-- begin --
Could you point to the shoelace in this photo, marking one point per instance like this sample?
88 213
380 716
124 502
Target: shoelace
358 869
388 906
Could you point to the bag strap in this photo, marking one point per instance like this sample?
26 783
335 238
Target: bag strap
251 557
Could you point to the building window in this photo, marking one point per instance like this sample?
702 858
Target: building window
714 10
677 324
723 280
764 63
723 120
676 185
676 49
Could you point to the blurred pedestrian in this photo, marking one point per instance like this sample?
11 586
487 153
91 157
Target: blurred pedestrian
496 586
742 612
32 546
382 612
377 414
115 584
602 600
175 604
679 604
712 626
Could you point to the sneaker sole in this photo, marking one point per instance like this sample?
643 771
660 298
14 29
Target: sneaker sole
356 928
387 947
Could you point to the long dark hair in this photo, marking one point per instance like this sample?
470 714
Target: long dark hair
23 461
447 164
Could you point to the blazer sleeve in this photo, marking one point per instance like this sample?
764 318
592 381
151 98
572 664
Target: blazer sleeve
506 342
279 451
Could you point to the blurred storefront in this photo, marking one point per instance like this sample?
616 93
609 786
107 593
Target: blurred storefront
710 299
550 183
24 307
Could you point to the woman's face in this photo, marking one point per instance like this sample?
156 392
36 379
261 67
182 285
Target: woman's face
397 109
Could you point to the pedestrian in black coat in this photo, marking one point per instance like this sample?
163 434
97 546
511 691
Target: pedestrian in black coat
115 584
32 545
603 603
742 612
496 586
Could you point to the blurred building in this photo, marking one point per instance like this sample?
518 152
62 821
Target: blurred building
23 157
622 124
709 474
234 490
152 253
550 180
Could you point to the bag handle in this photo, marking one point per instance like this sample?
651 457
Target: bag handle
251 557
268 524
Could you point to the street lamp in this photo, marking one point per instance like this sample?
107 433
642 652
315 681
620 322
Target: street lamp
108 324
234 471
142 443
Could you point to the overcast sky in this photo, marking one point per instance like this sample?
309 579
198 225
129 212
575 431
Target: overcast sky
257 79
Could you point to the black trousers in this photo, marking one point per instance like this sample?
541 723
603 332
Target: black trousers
-- end --
**WHAT YOU HAVE TO DO**: Return, without any changes, every line of the data from the line containing "Could you point to the overcast" through the end of the data, inclusive.

**SOLUTION FOR THIS PROBLEM**:
Could you point to the overcast sky in this photo, marking one point per instance like this sample?
309 579
198 225
129 212
575 431
Target: overcast sky
257 79
Could you point to the black trousers in this photo, marking one point per instance like this sample?
541 723
603 332
Target: black trousers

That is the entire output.